Task directions
Where does the word "outline" show up in the data? Please find each such line and copy it.

Extracted material

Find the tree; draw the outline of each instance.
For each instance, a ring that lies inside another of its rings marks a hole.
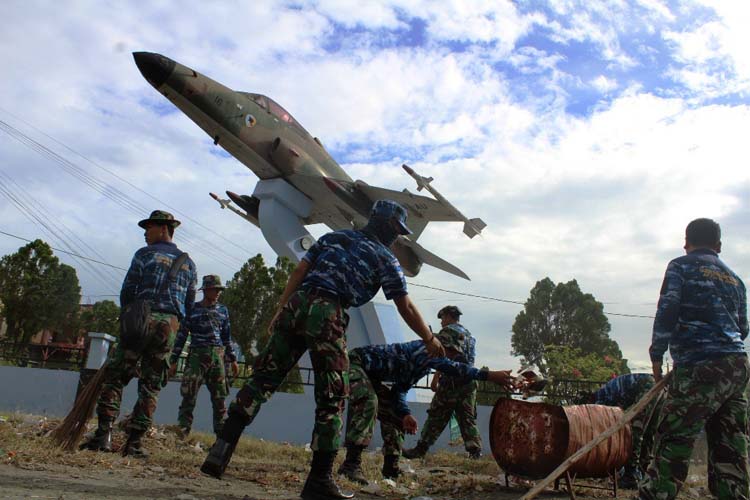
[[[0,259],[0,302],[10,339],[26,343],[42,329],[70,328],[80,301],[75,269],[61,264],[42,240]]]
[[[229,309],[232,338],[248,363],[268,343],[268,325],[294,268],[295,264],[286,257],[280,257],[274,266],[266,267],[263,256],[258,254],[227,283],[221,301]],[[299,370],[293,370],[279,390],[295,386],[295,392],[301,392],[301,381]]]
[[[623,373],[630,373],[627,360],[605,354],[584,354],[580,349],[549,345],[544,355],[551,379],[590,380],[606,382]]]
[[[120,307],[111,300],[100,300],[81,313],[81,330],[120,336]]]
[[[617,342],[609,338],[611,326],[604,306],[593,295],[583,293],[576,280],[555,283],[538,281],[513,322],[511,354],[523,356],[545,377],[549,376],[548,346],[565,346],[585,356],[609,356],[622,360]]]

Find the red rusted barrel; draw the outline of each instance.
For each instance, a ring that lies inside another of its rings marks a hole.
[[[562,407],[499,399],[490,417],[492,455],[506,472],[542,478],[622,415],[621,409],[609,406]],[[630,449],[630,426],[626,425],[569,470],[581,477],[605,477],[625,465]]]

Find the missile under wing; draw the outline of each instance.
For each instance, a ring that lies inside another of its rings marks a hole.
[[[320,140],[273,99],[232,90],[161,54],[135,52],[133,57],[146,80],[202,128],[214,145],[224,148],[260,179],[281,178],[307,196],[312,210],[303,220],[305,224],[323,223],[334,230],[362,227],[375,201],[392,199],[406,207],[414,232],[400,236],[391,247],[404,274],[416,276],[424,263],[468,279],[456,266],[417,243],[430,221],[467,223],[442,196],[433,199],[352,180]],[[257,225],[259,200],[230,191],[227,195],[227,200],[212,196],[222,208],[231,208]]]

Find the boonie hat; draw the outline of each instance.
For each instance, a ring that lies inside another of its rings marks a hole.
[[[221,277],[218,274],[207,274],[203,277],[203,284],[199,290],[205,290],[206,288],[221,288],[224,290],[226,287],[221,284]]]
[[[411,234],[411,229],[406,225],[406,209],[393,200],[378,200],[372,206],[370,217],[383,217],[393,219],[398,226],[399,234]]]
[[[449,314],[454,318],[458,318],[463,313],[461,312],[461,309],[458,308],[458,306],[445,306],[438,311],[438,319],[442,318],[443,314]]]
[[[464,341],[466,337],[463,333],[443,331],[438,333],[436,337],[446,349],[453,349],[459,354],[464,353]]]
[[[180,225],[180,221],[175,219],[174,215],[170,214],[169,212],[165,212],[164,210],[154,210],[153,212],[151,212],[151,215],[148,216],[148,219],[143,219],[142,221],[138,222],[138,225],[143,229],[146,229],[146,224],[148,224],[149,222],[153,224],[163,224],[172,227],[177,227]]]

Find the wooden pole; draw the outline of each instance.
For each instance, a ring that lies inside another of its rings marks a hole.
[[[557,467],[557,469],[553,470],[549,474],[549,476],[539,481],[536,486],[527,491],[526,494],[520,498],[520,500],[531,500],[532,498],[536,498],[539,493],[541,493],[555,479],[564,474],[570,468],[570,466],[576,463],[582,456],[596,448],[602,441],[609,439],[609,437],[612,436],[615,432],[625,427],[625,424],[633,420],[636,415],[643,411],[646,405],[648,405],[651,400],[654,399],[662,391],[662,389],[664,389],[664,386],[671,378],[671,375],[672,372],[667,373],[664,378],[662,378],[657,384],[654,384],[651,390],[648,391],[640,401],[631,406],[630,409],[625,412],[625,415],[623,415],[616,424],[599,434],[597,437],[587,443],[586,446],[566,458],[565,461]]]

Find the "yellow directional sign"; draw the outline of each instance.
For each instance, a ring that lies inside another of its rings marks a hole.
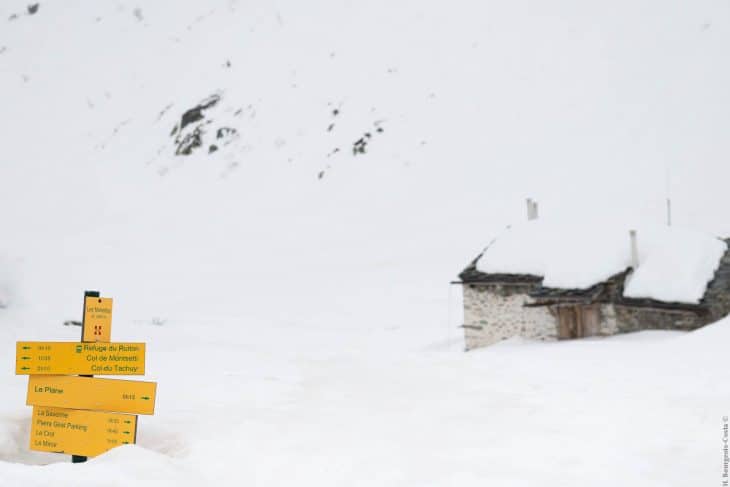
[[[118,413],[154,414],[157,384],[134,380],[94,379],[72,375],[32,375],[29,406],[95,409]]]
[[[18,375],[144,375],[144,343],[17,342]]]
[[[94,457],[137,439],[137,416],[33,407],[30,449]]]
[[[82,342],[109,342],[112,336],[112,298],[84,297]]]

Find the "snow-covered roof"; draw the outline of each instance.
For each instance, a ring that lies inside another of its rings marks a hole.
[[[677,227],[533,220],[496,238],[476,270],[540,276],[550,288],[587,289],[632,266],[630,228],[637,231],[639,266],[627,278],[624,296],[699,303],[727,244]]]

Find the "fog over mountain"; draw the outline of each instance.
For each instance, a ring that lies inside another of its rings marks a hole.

Task answer
Find the tree; draw the outline of each instance.
Find the red rusted barrel; draw the outline of each instance.
Find the missile under wing; draw the outline of each instance.
Find the boonie hat; draw the outline of each instance.
Find the wooden pole; draw the outline of each instance.
Find the "yellow directional sign"; draw the outline of each instance.
Find the "snow-covered roof"; draw the outline of each instance.
Find the "fog over mountain"; draw the outline of each instance.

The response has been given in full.